* **Scopo dell'esercizio**:
Scrivi il seguito del brano sulla lista dei fornitori di Apple, partendo subito dopo la sua ultima frase.

* **Brano**:
---+---
Anche Apple ha una lista. E il 13 gennaio l’ha rivelata per la prima volta. È l’elenco dei suoi principali fornitori di hardware: oltre 150 fabbriche della catena produttiva di computer, iPad e iPhone vari disseminate nel mondo. Specialmente in Cina e nel Sudest asiatico. Nel suo documento di responsabilità sociale, l’azienda di Cupertino ammette (nero su bianco) casi di sfruttamento del lavoro, orari inadeguati, lavoro minorile, test di gravidanza somministrati alle operaie (è successo in 24 fabbriche), danni ambientali e assenza di norme sulla sicurezza in molti stabilimenti del suo universo di esternalizzazione.

Alcuni lo definiranno timido, altri grosso, ma è comunque un passo avanti della Mela più famosa del mondo rispetto ai “no comment” dietro ai quali si trinceravano i suoi manager – Steve Jobs incluso – quando qualcuno provava a chiedere loro cosa stesse accadendo alla Foxconn o in luoghi analoghi.

Apple rivendica 229 sopralluoghi (audit) condotti nel 2011 entro la sua operazione di trasparenza: l’80% in più rispetto al 2010, segno che i suicidi degli operai Foxconn, l’attenzione dei media e di artisti come Mike Daisey hanno pungolato l’azienda californiana a darsi da fare.
---+---
* **Voci elencate**:
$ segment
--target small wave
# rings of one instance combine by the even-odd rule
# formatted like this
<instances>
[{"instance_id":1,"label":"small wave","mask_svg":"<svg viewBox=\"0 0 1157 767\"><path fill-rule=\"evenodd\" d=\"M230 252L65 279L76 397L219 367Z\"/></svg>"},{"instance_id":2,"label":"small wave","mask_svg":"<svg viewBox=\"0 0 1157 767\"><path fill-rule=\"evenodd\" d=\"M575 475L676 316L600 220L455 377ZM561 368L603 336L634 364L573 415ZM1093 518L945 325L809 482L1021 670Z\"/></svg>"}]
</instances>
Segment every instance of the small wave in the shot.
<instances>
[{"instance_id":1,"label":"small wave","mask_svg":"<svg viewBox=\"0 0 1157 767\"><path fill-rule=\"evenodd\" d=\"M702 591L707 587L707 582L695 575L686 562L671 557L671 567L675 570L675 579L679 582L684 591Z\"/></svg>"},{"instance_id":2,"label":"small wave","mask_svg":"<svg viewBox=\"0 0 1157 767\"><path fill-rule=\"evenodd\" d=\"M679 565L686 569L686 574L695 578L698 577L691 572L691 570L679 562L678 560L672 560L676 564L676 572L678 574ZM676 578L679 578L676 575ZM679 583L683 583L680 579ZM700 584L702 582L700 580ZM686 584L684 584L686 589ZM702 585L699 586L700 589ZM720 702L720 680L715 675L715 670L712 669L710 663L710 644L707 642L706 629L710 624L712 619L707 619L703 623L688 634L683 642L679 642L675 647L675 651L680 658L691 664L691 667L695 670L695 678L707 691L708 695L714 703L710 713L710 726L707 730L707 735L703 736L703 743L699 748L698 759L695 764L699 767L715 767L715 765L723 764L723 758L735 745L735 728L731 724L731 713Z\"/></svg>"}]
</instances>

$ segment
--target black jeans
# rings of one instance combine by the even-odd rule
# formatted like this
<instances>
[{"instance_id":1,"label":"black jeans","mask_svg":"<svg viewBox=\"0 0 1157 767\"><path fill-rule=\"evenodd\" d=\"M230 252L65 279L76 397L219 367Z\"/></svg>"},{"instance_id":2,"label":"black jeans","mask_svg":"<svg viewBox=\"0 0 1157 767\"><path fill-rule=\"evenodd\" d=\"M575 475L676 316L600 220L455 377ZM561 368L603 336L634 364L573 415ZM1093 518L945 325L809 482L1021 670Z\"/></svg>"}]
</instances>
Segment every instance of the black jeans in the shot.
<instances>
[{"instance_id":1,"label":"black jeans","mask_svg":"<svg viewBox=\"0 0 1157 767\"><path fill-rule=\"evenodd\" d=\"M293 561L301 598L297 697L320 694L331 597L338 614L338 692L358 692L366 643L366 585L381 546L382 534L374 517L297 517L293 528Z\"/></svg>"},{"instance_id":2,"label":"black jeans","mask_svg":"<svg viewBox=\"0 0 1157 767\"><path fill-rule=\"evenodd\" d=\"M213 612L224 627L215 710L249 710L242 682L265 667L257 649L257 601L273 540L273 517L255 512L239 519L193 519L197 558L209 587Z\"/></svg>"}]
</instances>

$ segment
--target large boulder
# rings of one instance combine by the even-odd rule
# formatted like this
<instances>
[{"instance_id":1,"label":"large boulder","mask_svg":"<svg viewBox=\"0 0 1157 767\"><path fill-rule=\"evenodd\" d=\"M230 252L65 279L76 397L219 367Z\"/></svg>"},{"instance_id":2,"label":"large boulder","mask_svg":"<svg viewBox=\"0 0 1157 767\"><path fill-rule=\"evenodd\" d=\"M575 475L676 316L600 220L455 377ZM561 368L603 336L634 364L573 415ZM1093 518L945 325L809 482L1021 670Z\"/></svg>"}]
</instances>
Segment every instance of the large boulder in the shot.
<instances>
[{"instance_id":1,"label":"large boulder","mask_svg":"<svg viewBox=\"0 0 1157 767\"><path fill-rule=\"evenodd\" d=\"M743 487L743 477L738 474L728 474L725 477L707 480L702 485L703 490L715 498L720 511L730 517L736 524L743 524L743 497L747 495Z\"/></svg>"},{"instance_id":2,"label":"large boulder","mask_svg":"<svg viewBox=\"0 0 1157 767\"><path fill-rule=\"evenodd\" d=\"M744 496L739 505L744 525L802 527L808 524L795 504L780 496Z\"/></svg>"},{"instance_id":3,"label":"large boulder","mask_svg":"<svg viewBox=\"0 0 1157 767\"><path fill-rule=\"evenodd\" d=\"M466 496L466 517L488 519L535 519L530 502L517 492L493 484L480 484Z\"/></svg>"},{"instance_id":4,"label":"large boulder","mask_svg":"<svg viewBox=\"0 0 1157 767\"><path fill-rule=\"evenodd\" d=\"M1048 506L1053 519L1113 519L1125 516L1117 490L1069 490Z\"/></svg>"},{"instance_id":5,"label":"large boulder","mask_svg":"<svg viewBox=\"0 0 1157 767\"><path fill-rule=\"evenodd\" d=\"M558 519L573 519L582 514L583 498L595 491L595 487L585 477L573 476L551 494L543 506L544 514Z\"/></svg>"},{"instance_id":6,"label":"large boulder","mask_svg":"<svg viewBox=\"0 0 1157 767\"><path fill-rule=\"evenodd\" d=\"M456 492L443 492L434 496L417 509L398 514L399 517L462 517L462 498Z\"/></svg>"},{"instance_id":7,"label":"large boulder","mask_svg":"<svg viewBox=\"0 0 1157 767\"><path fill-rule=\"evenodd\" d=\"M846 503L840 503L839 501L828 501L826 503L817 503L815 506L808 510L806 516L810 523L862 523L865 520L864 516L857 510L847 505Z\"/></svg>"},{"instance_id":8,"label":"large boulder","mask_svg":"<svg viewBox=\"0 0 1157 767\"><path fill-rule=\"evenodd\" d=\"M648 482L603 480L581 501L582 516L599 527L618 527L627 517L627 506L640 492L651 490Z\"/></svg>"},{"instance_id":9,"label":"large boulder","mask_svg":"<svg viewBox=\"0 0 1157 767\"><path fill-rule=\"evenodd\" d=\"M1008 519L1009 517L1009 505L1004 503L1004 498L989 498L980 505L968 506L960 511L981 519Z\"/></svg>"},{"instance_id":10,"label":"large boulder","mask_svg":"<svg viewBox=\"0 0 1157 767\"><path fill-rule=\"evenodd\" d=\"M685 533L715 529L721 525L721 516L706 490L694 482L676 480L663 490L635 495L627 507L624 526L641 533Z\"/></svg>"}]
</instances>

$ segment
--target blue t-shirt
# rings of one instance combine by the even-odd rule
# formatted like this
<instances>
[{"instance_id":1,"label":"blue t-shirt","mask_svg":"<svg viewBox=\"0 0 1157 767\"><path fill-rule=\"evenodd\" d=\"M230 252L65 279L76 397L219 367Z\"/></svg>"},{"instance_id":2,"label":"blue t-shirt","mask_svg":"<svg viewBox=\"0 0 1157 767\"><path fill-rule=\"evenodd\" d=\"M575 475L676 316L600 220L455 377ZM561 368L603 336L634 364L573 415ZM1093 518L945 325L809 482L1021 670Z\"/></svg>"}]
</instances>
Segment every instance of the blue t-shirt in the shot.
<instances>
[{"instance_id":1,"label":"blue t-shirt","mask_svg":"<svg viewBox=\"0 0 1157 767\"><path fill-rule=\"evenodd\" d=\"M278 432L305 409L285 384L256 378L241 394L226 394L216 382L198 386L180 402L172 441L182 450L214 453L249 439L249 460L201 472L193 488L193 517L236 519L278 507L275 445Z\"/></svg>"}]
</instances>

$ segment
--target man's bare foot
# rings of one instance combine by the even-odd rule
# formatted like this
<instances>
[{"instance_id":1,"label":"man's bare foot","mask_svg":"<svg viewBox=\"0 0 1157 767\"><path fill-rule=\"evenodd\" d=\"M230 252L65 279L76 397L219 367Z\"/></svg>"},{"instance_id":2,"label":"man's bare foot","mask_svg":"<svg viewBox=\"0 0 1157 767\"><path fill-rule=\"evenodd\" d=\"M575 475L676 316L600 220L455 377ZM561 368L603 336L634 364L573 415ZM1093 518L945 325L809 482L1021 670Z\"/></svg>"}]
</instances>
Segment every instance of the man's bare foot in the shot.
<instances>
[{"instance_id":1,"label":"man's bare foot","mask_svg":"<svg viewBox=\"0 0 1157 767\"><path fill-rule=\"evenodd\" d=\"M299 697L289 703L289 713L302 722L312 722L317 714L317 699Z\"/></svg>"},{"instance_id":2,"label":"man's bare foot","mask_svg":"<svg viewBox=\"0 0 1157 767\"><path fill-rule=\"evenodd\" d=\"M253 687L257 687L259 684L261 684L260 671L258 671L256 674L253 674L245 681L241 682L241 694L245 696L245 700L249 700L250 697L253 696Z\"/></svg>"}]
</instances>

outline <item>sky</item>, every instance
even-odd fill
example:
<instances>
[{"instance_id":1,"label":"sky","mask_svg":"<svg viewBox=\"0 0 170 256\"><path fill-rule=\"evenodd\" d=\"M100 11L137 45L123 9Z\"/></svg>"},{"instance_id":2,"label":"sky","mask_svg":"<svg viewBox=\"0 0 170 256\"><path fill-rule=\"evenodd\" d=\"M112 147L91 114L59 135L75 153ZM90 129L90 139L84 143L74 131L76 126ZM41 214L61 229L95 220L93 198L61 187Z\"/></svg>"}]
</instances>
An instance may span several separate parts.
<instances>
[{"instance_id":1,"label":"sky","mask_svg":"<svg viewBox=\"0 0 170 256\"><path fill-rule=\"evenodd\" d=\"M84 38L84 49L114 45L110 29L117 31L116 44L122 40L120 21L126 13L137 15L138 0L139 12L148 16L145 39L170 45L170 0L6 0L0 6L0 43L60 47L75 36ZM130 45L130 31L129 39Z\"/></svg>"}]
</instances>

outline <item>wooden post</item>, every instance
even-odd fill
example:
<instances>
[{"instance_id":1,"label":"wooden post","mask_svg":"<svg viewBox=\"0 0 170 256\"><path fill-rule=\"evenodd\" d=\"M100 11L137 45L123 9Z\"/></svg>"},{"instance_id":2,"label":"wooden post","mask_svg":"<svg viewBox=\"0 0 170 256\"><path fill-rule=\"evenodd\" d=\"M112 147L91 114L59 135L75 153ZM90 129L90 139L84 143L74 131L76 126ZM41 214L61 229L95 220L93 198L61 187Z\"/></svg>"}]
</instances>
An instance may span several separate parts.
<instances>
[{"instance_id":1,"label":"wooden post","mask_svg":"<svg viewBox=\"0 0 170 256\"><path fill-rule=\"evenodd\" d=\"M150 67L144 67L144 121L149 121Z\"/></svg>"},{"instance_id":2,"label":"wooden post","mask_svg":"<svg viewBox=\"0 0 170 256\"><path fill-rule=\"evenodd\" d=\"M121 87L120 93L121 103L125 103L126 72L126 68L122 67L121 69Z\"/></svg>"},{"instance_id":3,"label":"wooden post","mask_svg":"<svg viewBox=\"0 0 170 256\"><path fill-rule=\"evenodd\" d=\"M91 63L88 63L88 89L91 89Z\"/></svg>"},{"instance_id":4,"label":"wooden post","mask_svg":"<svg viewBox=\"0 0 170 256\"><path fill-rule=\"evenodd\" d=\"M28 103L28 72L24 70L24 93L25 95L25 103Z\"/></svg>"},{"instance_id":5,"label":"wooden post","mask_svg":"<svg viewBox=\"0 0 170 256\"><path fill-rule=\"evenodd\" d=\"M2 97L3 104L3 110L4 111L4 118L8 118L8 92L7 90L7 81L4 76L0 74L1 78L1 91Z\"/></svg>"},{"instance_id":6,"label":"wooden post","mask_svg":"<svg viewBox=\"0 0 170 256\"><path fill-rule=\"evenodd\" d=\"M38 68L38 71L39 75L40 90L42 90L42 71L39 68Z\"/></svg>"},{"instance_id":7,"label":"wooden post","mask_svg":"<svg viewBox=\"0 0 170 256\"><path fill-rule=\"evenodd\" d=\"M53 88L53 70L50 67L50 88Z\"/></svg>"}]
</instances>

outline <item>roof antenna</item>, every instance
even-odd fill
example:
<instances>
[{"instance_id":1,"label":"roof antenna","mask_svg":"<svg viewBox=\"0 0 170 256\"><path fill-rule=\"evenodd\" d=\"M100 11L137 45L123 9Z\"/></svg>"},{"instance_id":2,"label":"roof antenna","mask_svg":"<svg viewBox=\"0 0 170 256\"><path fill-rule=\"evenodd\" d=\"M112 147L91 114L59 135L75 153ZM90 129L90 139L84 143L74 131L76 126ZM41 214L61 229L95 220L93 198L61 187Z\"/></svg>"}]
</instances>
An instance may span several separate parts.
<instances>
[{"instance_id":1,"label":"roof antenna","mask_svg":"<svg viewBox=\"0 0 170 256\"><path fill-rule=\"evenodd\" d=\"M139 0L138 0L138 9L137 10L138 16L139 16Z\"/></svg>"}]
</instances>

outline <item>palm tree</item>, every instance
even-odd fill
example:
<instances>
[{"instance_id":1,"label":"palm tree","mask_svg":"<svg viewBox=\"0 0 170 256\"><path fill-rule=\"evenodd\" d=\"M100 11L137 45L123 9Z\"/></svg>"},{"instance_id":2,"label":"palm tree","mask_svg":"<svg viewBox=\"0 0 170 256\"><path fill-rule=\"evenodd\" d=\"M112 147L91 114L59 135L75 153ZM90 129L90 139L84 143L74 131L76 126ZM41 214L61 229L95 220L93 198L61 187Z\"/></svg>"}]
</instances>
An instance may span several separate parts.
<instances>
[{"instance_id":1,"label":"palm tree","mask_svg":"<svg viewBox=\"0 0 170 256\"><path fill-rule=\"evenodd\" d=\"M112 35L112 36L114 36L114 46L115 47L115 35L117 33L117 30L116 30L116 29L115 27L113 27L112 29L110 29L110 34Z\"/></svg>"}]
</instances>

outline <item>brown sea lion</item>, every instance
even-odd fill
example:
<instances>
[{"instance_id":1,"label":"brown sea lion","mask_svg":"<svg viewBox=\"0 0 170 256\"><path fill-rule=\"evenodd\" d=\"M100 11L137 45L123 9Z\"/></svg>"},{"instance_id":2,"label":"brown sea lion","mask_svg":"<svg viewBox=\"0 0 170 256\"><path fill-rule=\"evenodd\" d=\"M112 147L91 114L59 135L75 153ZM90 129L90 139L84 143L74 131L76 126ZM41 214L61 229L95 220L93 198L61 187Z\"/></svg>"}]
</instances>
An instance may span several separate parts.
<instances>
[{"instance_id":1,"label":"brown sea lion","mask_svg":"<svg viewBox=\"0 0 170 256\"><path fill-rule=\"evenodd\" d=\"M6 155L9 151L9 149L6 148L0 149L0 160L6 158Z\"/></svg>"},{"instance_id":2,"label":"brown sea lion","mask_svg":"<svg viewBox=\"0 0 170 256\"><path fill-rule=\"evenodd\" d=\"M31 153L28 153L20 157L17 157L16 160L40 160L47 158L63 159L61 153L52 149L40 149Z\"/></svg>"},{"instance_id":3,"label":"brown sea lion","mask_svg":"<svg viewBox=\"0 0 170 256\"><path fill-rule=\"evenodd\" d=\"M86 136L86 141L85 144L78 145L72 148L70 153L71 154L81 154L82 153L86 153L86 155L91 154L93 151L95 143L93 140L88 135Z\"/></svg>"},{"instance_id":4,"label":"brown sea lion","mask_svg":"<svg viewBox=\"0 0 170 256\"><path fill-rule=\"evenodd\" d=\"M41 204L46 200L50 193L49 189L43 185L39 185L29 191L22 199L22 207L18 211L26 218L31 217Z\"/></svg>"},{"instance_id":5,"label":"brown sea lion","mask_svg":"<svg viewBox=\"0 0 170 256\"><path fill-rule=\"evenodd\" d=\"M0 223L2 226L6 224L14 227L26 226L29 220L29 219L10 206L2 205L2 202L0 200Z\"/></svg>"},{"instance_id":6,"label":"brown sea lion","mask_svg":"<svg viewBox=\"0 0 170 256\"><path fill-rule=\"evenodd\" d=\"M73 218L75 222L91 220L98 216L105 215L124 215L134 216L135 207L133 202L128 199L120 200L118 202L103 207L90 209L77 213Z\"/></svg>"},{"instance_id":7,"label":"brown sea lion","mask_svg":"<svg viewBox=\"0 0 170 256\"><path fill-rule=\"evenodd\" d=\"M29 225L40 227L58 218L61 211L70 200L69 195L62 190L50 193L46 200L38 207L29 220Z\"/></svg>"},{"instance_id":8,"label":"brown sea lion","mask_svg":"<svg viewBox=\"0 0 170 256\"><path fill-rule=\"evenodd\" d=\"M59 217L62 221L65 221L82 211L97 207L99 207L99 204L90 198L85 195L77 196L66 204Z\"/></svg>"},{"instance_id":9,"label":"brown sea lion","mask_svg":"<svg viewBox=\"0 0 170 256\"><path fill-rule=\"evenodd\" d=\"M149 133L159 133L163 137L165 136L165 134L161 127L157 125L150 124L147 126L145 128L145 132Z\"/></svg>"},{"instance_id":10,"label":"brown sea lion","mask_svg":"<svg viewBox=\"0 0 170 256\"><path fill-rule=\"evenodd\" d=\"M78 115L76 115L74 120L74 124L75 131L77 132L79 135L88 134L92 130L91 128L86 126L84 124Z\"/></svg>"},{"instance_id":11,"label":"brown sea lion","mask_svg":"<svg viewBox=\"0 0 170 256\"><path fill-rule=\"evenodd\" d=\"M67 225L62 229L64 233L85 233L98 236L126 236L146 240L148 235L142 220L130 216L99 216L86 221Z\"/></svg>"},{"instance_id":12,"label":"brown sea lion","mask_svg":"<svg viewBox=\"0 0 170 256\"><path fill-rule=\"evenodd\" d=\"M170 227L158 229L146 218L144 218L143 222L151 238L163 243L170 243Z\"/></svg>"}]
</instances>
---+---
* **Risultato dell'esercizio**:
Dal report emerge che il 38% delle aziende controllate non rispetta l’orario di lavoro standard di Apple, che è comunque alto per fabbriche e catene di montaggio: massimo 60 ore di lavoro a settimana. Apple lamenta cattive condizioni di lavoro soprattutto tra i suoi fornitori in Malesia e Singapore.

Questa lista, secondo la società, raccoglie più del 97% della spesa di Apple in approvvigionamento per i materiali, in produzione e assemblaggio di iPad, iPhone, iPod, MacBook e vari altri prodotti in tutto il mondo.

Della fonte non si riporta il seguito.